** Start Source material **
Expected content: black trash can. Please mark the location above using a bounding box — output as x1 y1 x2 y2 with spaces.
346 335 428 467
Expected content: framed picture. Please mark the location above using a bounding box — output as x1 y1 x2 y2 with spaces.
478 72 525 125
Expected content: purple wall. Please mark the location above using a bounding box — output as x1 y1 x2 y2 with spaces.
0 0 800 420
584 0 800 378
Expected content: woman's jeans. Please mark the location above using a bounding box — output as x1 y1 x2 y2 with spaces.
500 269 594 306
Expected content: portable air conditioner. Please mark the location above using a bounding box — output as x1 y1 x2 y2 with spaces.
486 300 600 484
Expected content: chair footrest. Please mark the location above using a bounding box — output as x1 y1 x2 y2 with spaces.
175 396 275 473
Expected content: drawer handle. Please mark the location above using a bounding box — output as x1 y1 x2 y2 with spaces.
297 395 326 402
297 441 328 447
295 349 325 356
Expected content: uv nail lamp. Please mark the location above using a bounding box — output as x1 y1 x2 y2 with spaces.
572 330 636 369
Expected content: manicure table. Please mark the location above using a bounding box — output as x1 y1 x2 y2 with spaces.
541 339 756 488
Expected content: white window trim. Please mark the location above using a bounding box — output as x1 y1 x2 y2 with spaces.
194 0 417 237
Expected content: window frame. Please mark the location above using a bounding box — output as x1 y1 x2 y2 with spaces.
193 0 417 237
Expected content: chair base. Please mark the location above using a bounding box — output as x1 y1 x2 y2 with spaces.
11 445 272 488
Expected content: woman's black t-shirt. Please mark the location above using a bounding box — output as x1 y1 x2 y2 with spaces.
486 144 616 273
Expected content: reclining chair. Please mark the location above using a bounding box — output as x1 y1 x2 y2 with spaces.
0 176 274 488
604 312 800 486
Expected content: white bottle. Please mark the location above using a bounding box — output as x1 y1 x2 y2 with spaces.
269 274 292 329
** End Source material **
Express the listing as a two-column CSV with the header columns label_request and bounding_box, one row per request, each value in a single quoted field with line breaks replaced by spaces. Start at the line containing "Expected content: window" and continue through the end of the listing.

▸ **Exercise response**
label_request,bounding_box
"Expected content: window frame. Please mark the location above using a bounding box — output as x1 y1 x2 y2 with spaces.","193 0 417 237"
"Expected content: chair base. Please mark the location above using a bounding box — output as x1 y1 x2 y2 with spaces.","11 445 272 488"
"Expected content: woman's black t-shirt. Please mark the location above using a bounding box — output as x1 y1 x2 y2 with spaces.","486 144 616 273"
"Expected content: reclining chair. Please mark the location above using a bounding box — output as x1 y1 x2 y2 with spaces.","0 176 274 488 604 312 800 486"
"Expected content: white bottle. Please mark the location above using a bounding box — output as x1 y1 x2 y2 with spaces.","269 274 292 329"